Task brief ▸ Starting at the line of the listing that contains "One pin marks each instance of the airplane fuselage" and ending with the line that contains "x=567 y=374", write those lines out again with "airplane fuselage" changed to "aircraft body" and nothing else altered.

Material shown ▸
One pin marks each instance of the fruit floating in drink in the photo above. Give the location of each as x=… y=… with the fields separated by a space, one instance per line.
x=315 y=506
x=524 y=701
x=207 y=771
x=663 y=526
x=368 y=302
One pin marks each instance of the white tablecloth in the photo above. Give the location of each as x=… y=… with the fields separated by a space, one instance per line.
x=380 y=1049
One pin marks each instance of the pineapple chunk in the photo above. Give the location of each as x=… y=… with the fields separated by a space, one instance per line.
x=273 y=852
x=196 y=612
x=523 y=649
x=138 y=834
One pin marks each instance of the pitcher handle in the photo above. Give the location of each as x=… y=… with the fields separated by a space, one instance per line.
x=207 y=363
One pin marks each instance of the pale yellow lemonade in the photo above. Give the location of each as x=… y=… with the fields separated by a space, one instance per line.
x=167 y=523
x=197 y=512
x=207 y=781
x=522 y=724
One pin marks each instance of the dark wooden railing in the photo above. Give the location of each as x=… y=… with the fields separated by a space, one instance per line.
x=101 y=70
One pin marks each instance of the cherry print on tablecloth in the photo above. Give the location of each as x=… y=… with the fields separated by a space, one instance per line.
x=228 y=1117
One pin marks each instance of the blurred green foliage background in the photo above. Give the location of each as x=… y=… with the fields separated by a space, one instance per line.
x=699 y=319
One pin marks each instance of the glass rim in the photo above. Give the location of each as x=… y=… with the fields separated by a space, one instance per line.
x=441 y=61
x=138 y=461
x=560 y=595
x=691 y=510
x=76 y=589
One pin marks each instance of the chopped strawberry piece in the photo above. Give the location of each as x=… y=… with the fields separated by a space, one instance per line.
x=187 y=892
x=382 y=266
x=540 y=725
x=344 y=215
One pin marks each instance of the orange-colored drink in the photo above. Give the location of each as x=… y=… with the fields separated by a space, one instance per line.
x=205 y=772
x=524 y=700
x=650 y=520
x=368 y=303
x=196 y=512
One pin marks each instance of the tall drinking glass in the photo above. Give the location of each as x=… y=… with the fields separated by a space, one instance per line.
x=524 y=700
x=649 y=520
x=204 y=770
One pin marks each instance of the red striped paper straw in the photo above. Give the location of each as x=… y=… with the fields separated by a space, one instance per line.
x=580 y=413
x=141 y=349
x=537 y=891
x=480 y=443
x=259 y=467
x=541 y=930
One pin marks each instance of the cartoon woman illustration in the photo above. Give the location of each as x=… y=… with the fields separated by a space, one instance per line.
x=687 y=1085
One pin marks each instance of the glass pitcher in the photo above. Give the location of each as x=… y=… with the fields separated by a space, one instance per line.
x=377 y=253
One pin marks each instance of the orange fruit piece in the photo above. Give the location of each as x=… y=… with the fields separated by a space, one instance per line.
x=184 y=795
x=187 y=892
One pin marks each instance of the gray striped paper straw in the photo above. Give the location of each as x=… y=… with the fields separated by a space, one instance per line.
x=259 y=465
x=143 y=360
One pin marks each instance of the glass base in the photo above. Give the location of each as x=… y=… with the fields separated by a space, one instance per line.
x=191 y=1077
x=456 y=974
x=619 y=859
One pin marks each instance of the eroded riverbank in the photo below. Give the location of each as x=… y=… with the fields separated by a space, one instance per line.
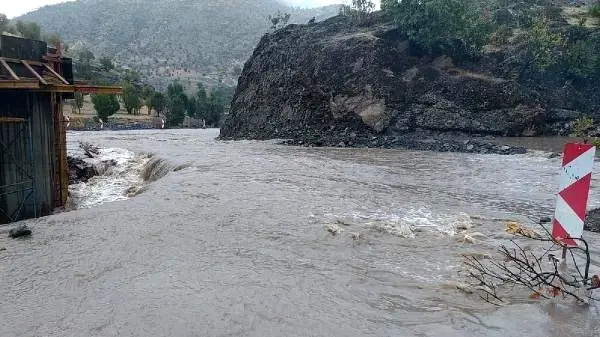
x=236 y=243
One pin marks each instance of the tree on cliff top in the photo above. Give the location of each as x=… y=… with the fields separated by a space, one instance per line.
x=454 y=26
x=279 y=20
x=105 y=105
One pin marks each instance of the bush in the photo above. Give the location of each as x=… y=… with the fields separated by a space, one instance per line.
x=583 y=59
x=105 y=105
x=444 y=25
x=594 y=11
x=546 y=45
x=501 y=36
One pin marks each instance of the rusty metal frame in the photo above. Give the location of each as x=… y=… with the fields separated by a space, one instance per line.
x=9 y=69
x=27 y=184
x=32 y=71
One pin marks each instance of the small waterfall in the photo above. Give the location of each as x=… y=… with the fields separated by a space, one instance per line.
x=121 y=174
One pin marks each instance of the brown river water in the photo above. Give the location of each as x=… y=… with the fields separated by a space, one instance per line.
x=237 y=244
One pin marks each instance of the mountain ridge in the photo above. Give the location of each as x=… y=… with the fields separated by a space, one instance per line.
x=162 y=40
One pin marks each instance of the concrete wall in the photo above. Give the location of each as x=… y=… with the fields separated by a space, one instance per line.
x=36 y=107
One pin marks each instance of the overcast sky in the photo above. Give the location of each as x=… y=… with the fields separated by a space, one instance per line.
x=14 y=8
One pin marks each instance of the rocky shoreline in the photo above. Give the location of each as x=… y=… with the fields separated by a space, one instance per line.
x=338 y=84
x=412 y=141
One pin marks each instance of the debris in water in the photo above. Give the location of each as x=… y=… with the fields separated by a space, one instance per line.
x=470 y=237
x=478 y=256
x=334 y=229
x=517 y=228
x=20 y=231
x=595 y=282
x=90 y=150
x=341 y=222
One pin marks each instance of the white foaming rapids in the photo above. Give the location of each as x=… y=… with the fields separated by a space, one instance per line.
x=114 y=183
x=407 y=223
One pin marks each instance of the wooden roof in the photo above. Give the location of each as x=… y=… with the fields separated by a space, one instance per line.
x=41 y=76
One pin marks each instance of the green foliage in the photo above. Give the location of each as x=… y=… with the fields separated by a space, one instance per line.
x=581 y=129
x=545 y=45
x=78 y=101
x=83 y=65
x=51 y=39
x=453 y=26
x=106 y=64
x=279 y=20
x=3 y=22
x=583 y=58
x=205 y=38
x=29 y=30
x=131 y=98
x=501 y=36
x=158 y=103
x=177 y=103
x=358 y=11
x=105 y=105
x=594 y=11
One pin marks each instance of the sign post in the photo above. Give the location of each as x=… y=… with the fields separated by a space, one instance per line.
x=574 y=186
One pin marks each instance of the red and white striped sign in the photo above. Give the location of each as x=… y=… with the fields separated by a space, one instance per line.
x=574 y=187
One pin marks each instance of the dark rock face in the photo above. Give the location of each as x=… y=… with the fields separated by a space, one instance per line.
x=81 y=170
x=334 y=84
x=592 y=221
x=20 y=231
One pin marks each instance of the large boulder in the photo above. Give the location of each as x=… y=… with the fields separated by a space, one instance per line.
x=342 y=83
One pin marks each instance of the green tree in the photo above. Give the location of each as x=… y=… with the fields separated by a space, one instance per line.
x=159 y=103
x=105 y=105
x=213 y=113
x=175 y=114
x=359 y=9
x=453 y=26
x=3 y=23
x=83 y=65
x=29 y=30
x=177 y=103
x=192 y=107
x=131 y=98
x=545 y=44
x=279 y=20
x=106 y=64
x=78 y=101
x=146 y=94
x=52 y=39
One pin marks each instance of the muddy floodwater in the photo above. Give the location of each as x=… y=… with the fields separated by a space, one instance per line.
x=238 y=242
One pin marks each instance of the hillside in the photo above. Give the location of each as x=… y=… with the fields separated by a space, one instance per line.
x=374 y=82
x=161 y=39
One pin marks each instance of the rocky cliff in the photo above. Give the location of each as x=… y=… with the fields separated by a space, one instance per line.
x=336 y=83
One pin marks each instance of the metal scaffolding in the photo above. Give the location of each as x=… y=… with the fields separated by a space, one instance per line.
x=17 y=161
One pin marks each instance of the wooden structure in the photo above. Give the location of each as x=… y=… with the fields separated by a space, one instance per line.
x=34 y=80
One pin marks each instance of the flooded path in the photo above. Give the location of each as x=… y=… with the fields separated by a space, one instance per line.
x=237 y=244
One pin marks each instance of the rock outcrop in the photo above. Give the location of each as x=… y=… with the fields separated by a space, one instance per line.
x=338 y=84
x=592 y=221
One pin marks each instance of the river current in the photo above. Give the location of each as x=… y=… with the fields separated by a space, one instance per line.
x=239 y=241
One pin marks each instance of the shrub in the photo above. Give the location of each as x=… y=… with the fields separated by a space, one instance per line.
x=446 y=25
x=546 y=45
x=582 y=58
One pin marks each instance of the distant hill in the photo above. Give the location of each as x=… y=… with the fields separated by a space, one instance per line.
x=165 y=39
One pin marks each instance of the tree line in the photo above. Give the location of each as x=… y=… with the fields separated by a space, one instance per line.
x=27 y=30
x=173 y=104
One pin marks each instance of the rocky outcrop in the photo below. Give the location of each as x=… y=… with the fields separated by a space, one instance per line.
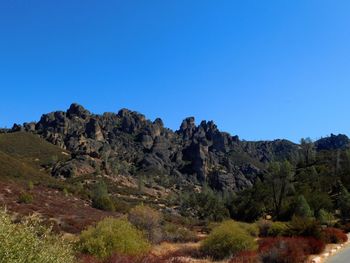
x=333 y=142
x=126 y=143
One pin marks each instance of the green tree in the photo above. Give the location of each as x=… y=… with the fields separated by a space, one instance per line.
x=279 y=179
x=302 y=208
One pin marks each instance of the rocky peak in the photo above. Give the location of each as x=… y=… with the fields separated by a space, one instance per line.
x=333 y=142
x=76 y=110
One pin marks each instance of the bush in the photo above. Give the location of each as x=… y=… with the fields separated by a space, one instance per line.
x=103 y=203
x=101 y=199
x=306 y=227
x=264 y=226
x=334 y=236
x=148 y=220
x=326 y=218
x=29 y=241
x=228 y=239
x=289 y=249
x=111 y=236
x=314 y=246
x=25 y=198
x=175 y=233
x=277 y=229
x=245 y=257
x=282 y=250
x=346 y=228
x=252 y=229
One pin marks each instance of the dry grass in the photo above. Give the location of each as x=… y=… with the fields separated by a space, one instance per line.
x=66 y=213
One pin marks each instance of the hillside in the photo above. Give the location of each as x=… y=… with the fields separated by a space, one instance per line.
x=128 y=144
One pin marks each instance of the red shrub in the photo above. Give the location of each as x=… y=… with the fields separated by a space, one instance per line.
x=245 y=257
x=289 y=249
x=334 y=235
x=346 y=228
x=314 y=246
x=88 y=259
x=282 y=250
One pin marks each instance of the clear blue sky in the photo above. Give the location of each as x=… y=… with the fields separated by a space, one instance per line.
x=260 y=69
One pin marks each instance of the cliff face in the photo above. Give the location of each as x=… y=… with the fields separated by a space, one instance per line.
x=127 y=143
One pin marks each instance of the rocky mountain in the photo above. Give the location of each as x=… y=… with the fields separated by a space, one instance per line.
x=126 y=143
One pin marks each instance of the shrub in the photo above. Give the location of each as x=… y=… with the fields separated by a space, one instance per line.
x=245 y=257
x=25 y=198
x=111 y=236
x=306 y=227
x=264 y=226
x=326 y=218
x=314 y=246
x=302 y=208
x=103 y=203
x=101 y=199
x=29 y=241
x=30 y=185
x=346 y=228
x=252 y=229
x=228 y=239
x=282 y=250
x=277 y=229
x=334 y=235
x=148 y=220
x=288 y=249
x=175 y=233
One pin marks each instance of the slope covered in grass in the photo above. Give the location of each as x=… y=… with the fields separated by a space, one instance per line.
x=30 y=148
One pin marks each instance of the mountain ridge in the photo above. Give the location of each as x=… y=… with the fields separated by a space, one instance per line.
x=127 y=143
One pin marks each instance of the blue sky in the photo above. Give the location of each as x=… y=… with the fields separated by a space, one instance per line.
x=259 y=69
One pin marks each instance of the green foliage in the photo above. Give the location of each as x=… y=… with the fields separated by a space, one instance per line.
x=326 y=218
x=243 y=209
x=227 y=240
x=278 y=229
x=279 y=180
x=176 y=233
x=111 y=236
x=30 y=185
x=25 y=198
x=65 y=192
x=251 y=229
x=206 y=205
x=101 y=199
x=307 y=227
x=148 y=220
x=302 y=208
x=31 y=242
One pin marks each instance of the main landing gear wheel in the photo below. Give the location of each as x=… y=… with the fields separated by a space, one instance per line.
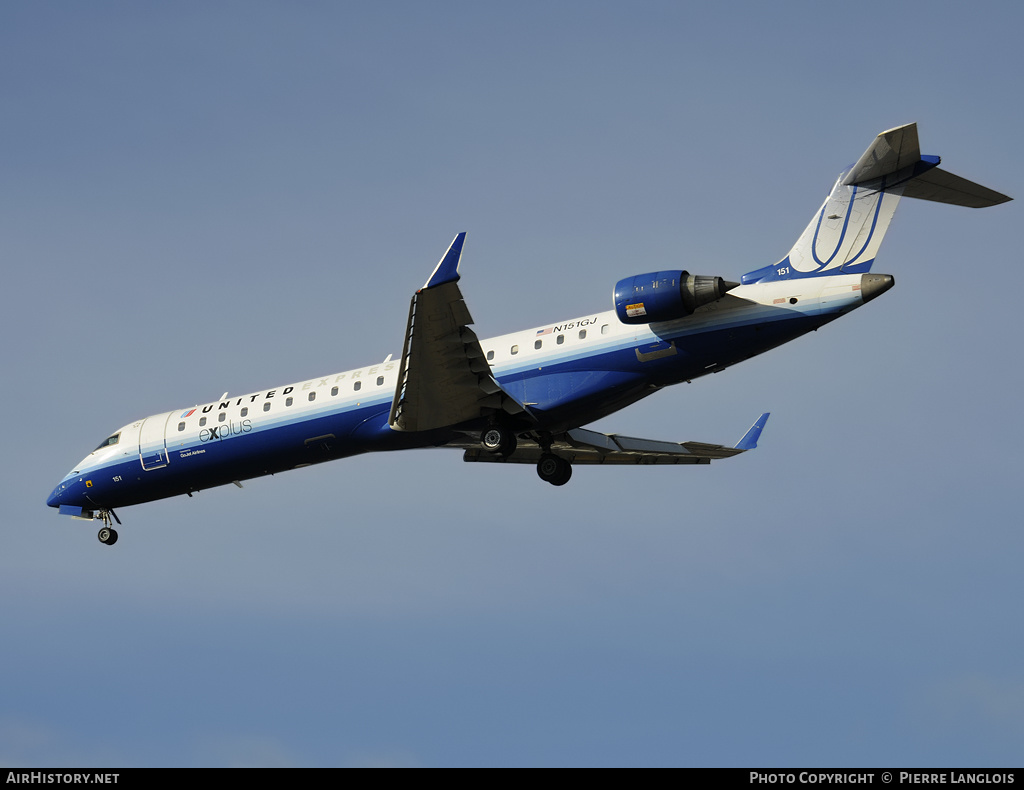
x=553 y=469
x=499 y=441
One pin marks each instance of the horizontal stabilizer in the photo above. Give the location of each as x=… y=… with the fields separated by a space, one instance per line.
x=892 y=151
x=942 y=186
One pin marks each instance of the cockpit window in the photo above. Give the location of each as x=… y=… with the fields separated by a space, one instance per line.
x=108 y=442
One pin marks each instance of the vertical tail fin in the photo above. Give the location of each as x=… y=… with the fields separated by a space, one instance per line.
x=845 y=235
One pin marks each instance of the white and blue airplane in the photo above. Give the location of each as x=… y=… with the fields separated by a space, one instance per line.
x=524 y=398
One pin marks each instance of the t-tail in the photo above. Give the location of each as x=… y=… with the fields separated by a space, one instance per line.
x=844 y=236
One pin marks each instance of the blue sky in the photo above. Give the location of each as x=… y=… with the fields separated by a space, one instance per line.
x=201 y=197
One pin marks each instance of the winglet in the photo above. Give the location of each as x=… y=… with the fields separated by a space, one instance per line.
x=750 y=440
x=446 y=269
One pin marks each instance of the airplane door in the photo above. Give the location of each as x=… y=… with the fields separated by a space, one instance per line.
x=153 y=442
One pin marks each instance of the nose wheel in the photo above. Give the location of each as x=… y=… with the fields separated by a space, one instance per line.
x=107 y=533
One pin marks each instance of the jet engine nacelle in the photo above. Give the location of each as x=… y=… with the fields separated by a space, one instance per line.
x=666 y=295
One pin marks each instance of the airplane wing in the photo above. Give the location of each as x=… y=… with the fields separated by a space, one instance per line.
x=444 y=378
x=589 y=447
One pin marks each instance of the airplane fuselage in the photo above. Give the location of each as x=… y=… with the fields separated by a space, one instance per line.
x=567 y=374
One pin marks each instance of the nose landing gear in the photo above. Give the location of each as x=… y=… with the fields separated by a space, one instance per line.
x=107 y=533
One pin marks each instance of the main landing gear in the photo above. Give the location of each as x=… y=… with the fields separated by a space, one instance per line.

Written response ▸
One pin marks each instance of the aircraft body in the photo above. Give the location of each as x=… y=… with the fields separated by a space, one instance per line.
x=567 y=374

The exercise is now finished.